Jika waktu menjadi kosong dari visi dan tujuan yang tinggi, maka akan
masuklah pemikiran-pemikiran yang keliru, maka tersibukanlah sang
pemuda dengan perkara-perkara yang sia-sia, dengan memikirkan
perkara-perkara yang rendahan, serta semakin menguat dorongan untuk
menyimpang.
Waktu kosong adalah tanah yang subur untuk menabur benih-benih kotoran dan kesesatan. Al-Imam Asy-Syafi’i rahimahullah berkata,
وَالنَّفْسُ إِنْ لَمْ تُشْغِلْهَا بِالْحَقِّ شَغَلَتْكَ بِالْبَاطِلِ
“Dan jika engkau tidak menyibukkan jiwamu dengan kebenaran, maka ia akan menyibukkanmu dengan kebatilan.”
Di antara hal yang berbahaya adalah membuang-buang waktu untuk
browsing halaman-halaman situs-situs internet dan media sosial yang
merusak akidah, mempengaruhi tingkah laku, menggoncang akhlak, serta
melemahkan hubungan tali kekeluargaan, dan mengantarkan pada sikap
menyendiri dan menjauh dari masyarakat. Dan dampak dari hal ini sudah
jelas dan diketahui.
Pemuda menghadapi makar yang dihembuskan oleh musuh-musuh, dengan
menampilkan umbaran syahwat-syahwat yang haram, serta pengobaran gejolak
syahwat yang merusak karakter pribadinya, menyia-nyiakan masa depannya,
menghancurkan masa mudanya, dan terhamparkannya sang pemuda di medan
kebingungan dan kesesatan. Serta memalingkannya dari perhatian terhadap
visi dan tujuan-tujuan yang tinggi, dari perkara-perkara kemasyarakatan
dan urusan umat, memalingkannya dari mentarbiyah dirinya dengan Alquran
dan pengisian hatinya dengan keimanan serta menempuh jalan orang-orang
sholeh, demikian juga memalingkannya dari melampiaskan syahwatnya dengan
cara-cara yang disyariatkan yang mewujudkan kebahagiaannya dan
kemuliaannya.

● Catatan dataset:
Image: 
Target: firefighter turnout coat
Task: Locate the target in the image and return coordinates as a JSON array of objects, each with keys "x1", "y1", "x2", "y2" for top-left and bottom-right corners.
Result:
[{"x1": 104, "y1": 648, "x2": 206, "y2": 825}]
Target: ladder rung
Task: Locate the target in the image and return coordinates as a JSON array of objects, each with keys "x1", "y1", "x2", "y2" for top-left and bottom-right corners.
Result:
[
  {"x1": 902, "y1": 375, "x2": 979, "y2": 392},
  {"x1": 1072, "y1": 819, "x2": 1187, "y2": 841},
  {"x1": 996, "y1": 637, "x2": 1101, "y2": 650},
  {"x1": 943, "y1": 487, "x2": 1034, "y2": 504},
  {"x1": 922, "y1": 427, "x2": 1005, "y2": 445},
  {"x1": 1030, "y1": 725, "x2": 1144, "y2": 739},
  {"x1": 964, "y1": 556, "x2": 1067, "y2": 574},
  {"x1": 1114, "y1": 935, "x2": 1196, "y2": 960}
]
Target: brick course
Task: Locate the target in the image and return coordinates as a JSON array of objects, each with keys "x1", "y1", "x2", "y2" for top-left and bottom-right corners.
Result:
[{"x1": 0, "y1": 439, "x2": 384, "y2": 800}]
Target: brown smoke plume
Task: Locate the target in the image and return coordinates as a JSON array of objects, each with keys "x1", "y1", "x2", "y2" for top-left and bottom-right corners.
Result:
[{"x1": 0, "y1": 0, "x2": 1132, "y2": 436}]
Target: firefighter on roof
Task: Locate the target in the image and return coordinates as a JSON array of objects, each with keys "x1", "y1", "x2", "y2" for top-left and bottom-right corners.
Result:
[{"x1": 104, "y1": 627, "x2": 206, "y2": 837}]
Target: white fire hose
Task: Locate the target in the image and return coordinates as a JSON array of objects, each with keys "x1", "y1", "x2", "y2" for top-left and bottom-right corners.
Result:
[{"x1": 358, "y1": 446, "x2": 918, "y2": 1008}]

● Tugas yang dikerjakan:
a) Menurut kutipan tentang pemuda dan waktu kosong, mengapa waktu kosong disebut tanah yang subur bagi benih kotoran dan kesesatan? Jawab dalam satu sampai tiga kalimat.
b) Lanjutkan kutipan tentang pemuda dan waktu kosong mulai dari kalimat terakhirnya.

● Jawaban tertulis:
a) Jika waktu kosong dari visi dan tujuan yang tinggi, pemikiran yang keliru akan masuk. Pemuda lalu sibuk dengan perkara yang sia-sia dan rendahan, dan dorongan untuk menyimpang makin kuat.

b)
Pernikahan bagi pemuda merupakan kebutuhan secara fitrah, merupakan ketenteraman jiwa, dan benteng penjaga akhlak. Rasulullah shallallahu ‘alaihi wa sallam bersabda,
“Wahai para pemuda, barangsiapa yang mampu maka menikahlah, dan
barangsiapa yang tidak mampu maka berpuasalah, karena puasa menjadi
perisai baginya.”
Menunda-nunda pernikahan –padahal sudah mampu- menimbulkan
dampak-dampak buruk yang berkaitan dengan perangai, psikologi, dan
sosial. Rasulullah shallallahu ‘alaihi wa sallam bersabda,
إِذَا أَتَاكُمْ مَنْ تَرْضَوْنَ خُلُقَهُ وَدِينَهُ فَزَوِّجُوهُ، إِلَّا
تَفْعَلُوه تَكُنْ فِتْنَةٌ فِي الْأَرْضِ وَفَسَادٌ عَرِيضٌ
“Jika datang pada kalian lelaki yang kalian ridhai akhlak dan
agamanya maka nikahkanlah ia, jika kalian tidak melakukannya maka akan
timbul fitnah di atas muka bumi dan kerusakan yang besar.”
Pemuda butuh untuk menimbang antara akal dan perasaannya dalam
menghadapi kehidupan. Masa muda digoyang oleh perasaan-perasaan yang
menggeret. Bisa jadi mempengaruhi masa depannya jika tidak tunduk di
bawah cahaya Alquran. Menjadikan akal dan perasaan -yang bergelora dan
tidak mengerti- sebagai penentu keputusan, bisa mengantarkan sang pemuda
kepada sikap ekstrim (berlebih-lebihan) atau sebaliknya atau
mengantarkan kepada penyimpangan.
Gejolak perasaan cinta para pemuda hendaknya dihadapi dengan penuh
perhatian dalam keluarga, memberikan kasih sayang dan kehangatan
terhadap mereka, serta mendidik mereka untuk menjaga diri, menundukan
pandangan, dan malu kepada Allah.
Dari Jarir bin Abdillah radhiallahu ‘anhu ia berkata,
سَأَلْتُ رَسُولَ اللَّهِ صَلَّى اللَّهُ عَلَيْهِ وَسَلَّمَ عَنْ نَظْرَةِ الْفُجَاءَةِ، فَأَمَرَنِي أَنْ أَصْرِفَ بَصَرِي
“Aku bertanya kepada Rasulullah shallallahu ‘alaihi wa sallam tentang pandangan tiba-tiba, maka Rasulullah memerintahkan aku untuk memalingkan pandanganku.” (HR. at-Tirmidzi).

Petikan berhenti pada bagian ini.